▶ _SOURCE PASSAGE_:
········
"Singer* School Sewing Machine Sale"


WARNING: This is a scam.


This full page ad usually appears in a local newspaper or advertising supplement:

"Legal Notice Our Singer* Education Department is liquidating unsold school sewing machines at the lowest price possible to the public. Singer School sewing machines have the professional serging stitch built into the machine without the use of acessories. These machines are brand new in factory sealed cartons. .... Your price with this ad: $198.00 (Without this ad: $419.00) Other School machines available at similar savings!"

*Note* they may or may not be using the Singer name, in many areas they do, but I've seen reports that the names Janome and Tailor are being used as well. I've also had spam (unsolicited advertising) sent to me by people trying to sell the Necchi brand over the internet using this tactic.
········
▶ _LISTED RECORDS_:
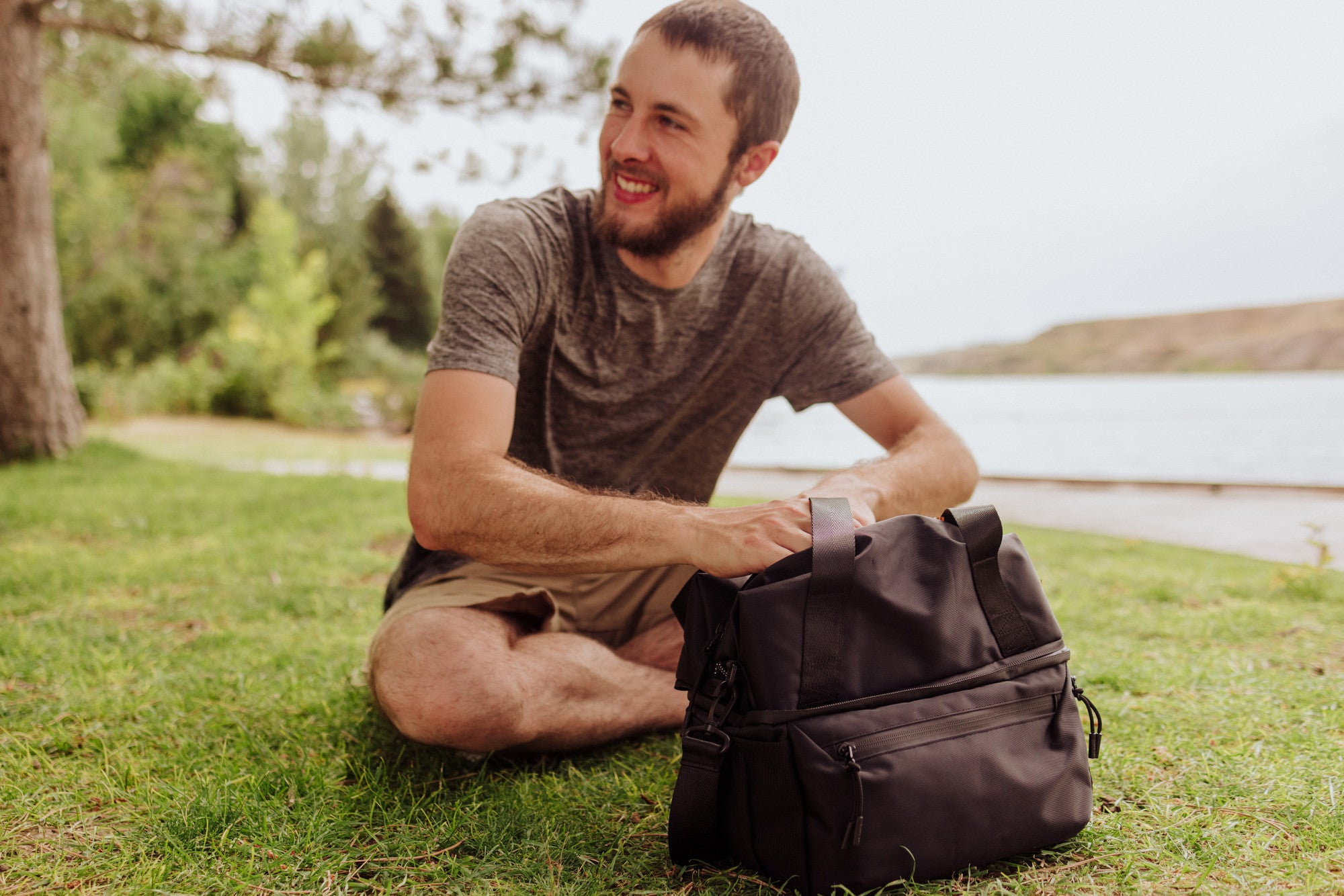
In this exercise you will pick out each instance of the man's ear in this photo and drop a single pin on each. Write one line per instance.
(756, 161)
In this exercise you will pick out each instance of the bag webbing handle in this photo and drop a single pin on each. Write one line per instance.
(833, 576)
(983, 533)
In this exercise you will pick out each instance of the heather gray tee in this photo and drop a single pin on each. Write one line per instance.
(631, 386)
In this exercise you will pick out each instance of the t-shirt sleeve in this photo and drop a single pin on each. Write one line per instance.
········
▶ _WHAT TO WORK ON_:
[A] Return the stretch of the sewing machine scam warning from "WARNING: This is" through "using this tactic.", copied word for word.
[B] Retype every line of the listing below the sewing machine scam warning, leaving the pictures out of your answer.

▶ _ANSWERS FOR THE TASKS_:
[A]
WARNING: This is a scam.


This full page ad usually appears in a local newspaper or advertising supplement:

"Legal Notice Our Singer* Education Department is liquidating unsold school sewing machines at the lowest price possible to the public. Singer School sewing machines have the professional serging stitch built into the machine without the use of acessories. These machines are brand new in factory sealed cartons. .... Your price with this ad: $198.00 (Without this ad: $419.00) Other School machines available at similar savings!"

*Note* they may or may not be using the Singer name, in many areas they do, but I've seen reports that the names Janome and Tailor are being used as well. I've also had spam (unsolicited advertising) sent to me by people trying to sell the Necchi brand over the internet using this tactic.

[B]
In this exercise you will pick out each instance of the man's ear in this photo and drop a single pin on each. Write one line per instance.
(756, 161)
In this exercise you will pick out each instance of the bag webbing handle in this photo and drop a single pin on each. Write one line per instance.
(833, 576)
(983, 533)
In this exercise you will pick out each instance of the heather gray tee in this photo and drop a single pin on each. Write one line per instance.
(631, 386)
In this exercise you will pick out each instance of the t-shirt sleeve in this photo and drop a single pin on each. Write one line per instance.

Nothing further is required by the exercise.